↓

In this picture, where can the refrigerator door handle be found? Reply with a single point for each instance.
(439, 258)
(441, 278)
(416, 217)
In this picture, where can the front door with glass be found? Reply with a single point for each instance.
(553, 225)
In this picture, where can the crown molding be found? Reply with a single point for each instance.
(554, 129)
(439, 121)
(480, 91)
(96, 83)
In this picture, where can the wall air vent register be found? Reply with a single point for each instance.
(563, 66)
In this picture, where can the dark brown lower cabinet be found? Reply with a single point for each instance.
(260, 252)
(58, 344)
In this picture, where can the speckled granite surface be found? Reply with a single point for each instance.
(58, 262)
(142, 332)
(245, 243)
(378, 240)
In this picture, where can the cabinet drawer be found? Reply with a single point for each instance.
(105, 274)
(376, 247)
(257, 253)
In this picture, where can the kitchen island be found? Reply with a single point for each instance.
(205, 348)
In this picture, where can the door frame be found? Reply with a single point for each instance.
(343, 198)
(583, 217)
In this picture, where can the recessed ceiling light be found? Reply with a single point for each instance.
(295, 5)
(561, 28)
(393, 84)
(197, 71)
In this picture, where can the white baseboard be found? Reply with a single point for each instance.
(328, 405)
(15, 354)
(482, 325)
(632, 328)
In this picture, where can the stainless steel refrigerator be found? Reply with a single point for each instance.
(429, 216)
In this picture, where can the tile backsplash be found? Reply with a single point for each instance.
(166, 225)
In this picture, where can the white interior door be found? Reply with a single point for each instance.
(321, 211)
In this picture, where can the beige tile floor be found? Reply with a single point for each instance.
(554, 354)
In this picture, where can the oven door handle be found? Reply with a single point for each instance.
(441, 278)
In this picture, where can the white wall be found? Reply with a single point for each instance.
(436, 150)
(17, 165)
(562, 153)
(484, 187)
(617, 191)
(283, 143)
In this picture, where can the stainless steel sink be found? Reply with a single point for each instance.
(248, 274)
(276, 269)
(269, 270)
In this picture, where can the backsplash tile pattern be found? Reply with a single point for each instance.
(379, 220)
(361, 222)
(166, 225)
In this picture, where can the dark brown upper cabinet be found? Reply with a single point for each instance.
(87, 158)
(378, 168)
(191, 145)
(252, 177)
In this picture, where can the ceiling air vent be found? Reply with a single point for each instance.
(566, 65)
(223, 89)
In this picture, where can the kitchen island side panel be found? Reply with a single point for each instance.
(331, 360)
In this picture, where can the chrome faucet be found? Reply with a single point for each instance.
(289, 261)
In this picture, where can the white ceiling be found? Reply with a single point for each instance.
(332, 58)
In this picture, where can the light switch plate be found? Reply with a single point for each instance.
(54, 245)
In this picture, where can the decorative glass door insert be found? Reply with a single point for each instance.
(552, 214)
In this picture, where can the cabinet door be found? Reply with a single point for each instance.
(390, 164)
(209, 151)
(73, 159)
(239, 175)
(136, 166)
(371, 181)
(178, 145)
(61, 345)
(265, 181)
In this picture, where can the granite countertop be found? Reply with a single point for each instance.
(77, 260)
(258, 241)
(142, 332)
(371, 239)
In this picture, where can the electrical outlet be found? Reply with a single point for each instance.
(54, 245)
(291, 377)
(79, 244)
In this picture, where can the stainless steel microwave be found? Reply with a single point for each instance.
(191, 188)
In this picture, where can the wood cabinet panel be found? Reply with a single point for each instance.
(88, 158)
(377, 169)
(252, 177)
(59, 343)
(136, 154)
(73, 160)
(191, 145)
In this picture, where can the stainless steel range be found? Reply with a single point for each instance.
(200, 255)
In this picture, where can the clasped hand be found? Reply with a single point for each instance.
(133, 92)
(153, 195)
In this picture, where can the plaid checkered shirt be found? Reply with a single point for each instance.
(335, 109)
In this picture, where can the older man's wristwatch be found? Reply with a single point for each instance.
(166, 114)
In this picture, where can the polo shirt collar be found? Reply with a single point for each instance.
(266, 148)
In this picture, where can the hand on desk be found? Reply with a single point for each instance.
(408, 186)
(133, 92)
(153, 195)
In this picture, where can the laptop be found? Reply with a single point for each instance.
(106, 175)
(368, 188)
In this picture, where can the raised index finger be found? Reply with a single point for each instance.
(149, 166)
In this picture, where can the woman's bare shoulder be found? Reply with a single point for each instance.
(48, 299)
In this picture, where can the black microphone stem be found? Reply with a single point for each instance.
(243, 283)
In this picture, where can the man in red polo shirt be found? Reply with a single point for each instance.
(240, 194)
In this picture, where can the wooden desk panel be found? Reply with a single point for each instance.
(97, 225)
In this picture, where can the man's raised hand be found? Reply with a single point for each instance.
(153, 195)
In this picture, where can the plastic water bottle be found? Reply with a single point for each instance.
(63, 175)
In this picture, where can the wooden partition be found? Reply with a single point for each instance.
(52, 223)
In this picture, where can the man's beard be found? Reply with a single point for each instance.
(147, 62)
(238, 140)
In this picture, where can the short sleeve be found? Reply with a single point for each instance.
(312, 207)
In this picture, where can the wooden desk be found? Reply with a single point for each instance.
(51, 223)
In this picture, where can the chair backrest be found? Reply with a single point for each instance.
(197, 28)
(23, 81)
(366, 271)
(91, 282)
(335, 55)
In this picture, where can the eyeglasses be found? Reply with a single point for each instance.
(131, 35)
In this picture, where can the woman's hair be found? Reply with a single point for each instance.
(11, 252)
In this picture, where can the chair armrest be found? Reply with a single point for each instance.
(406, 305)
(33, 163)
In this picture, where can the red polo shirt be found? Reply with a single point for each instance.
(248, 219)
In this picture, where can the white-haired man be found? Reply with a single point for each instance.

↑

Exercise aim: Print again each line of the listing above, exactly as it appears.

Complete response:
In this picture, where can the refrigerator door handle be found? Reply with a single point for each instance.
(439, 258)
(441, 278)
(416, 217)
In this picture, where can the front door with glass be found? Reply with a single point for each instance.
(553, 225)
In this picture, where can the crown molding be found? Reply with a single point for each instance.
(554, 129)
(439, 121)
(480, 91)
(96, 83)
In this picture, where can the wall air vent register be found? Reply with a single point for each instance.
(563, 66)
In this picture, where can the dark brown lower cabinet be found? Reply with a single point for each instance.
(260, 252)
(58, 344)
In this picture, where can the speckled granite surface be found? Reply with a single point for each instance.
(58, 262)
(142, 332)
(245, 243)
(378, 240)
In this picture, where can the cabinet drawer be found? Reply with a single point for each instance.
(105, 274)
(376, 247)
(257, 253)
In this picture, where can the kitchen island be found? Reply with a single point for each instance.
(205, 348)
In this picture, where can the door frame be found? Reply with a single point for each instance.
(343, 198)
(583, 217)
In this picture, where can the recessed ceiling light be found? Reply with a single point for each instance.
(295, 5)
(561, 28)
(393, 84)
(197, 71)
In this picture, where can the white baseboard be found? Reply with a single point for each instance.
(328, 405)
(15, 354)
(482, 325)
(632, 328)
In this picture, where can the stainless steel refrigerator be found? Reply with a single point for each instance.
(429, 216)
In this picture, where can the tile backsplash be found? Reply with a single point for each instance.
(166, 225)
In this picture, where can the white interior door be found? Reply with a single point for each instance.
(321, 211)
In this picture, where can the beige tile floor be found? Reply with a single point for each instance.
(554, 354)
In this picture, where can the oven door handle be found? Reply with a single point for each instance.
(441, 278)
In this picture, where can the white wall be found? Reply with a single point for each instance.
(436, 150)
(17, 165)
(562, 153)
(484, 187)
(617, 191)
(283, 143)
In this picture, where can the stainless steel sink be found? Reply with a single point for each instance.
(248, 274)
(276, 269)
(269, 270)
In this picture, where can the backsplash tile pattern be found? Reply with a single point for each instance.
(379, 220)
(361, 222)
(166, 225)
In this picture, where can the dark brown upper cabinet be found? Reply with a single point for each instance.
(87, 158)
(378, 168)
(191, 145)
(252, 177)
In this picture, where can the ceiling air vent be found? Reply with a single point for each instance.
(566, 65)
(223, 89)
In this picture, where can the kitchen island side panel be found? Reply with a single point for each instance.
(331, 360)
In this picture, where can the chrome faucet be found? Reply with a single point for each instance.
(289, 261)
In this picture, where can the white ceiling be found? Reply with a single point for each instance.
(332, 58)
In this picture, where can the light switch plate be found? Reply with a single point for each instance.
(54, 245)
In this picture, where can the decorative glass door insert be found? Reply with a single point for each instance.
(552, 214)
In this picture, where can the cabinet door be found? Reply with a single point for each instance.
(390, 164)
(209, 151)
(73, 159)
(239, 175)
(136, 166)
(371, 181)
(178, 145)
(61, 345)
(265, 181)
In this picture, where can the granite countertop be found? Reply with a single point for each instance.
(77, 260)
(258, 241)
(142, 332)
(371, 239)
In this picture, where can the electrical outlet be found? Reply with a single point for each instance.
(54, 245)
(291, 377)
(79, 244)
In this picture, where can the stainless steel microwave be found? Reply with a single point for each instance.
(191, 188)
In this picture, where can the wood cabinet panel be found? Reply with a single point for each instance.
(88, 158)
(377, 169)
(252, 177)
(59, 343)
(136, 154)
(73, 160)
(191, 145)
In this picture, where can the stainless steel range be found? Reply with a single point for each instance.
(200, 255)
In this picture, where can the clasped hand be found? Reply with a single point for each instance.
(133, 92)
(153, 195)
In this picture, where can the plaid checkered shirt be found? Reply with a single point for each instance.
(335, 109)
In this picture, where can the older man's wristwatch be found? Reply with a single point for each instance.
(166, 114)
In this picture, where can the polo shirt collar be found? Reply with a single point for each instance.
(266, 148)
In this picture, where can the hand on desk be found? Reply with a single point for each instance.
(408, 186)
(133, 92)
(153, 195)
In this picture, where can the laptop be found? Reply with a single point for each instance.
(106, 175)
(368, 188)
In this picture, where can the raised index finger be found? Reply with a single point for each instance.
(149, 166)
In this picture, where can the woman's bare shoulder be found? Reply with a single point for each instance.
(48, 299)
In this picture, where can the black microphone stem be found? Reply with a single point for each instance.
(243, 283)
In this picture, where can the man in red polo shirt be found? Reply with a single point for each instance.
(240, 194)
In this picture, where can the wooden desk panel be found? Reply with a single point for each instance.
(97, 225)
In this picture, where can the man's raised hand be found? Reply with a single point for each instance.
(153, 195)
In this picture, where can the plastic water bottle be found? Reply with a single point for each instance.
(63, 175)
In this picture, where can the wooden partition be found? Reply with a single point for each instance.
(52, 223)
In this picture, where can the man's beard be found? Reply with a single point for each instance.
(147, 62)
(238, 140)
In this picture, where can the short sleeve be found? Reply with a single point for each instance.
(312, 207)
In this picture, where can the wooden desk be found? Reply with a single point for each instance.
(51, 223)
In this picture, where can the chair backrest be found? Reply with a single point for each instance.
(197, 28)
(23, 81)
(366, 271)
(91, 282)
(335, 55)
In this picture, where can the eyeglasses be found? Reply with a single point for each instance.
(131, 35)
In this picture, where can the woman's hair be found? Reply with a single point for each instance.
(11, 252)
In this picture, where can the chair armrest be found? Reply with a single point for each instance.
(406, 305)
(33, 163)
In this picture, where can the red polo shirt be found? Reply with a single point for each instance.
(248, 219)
In this picture, where can the white-haired man be found? Reply with a single point for each instance.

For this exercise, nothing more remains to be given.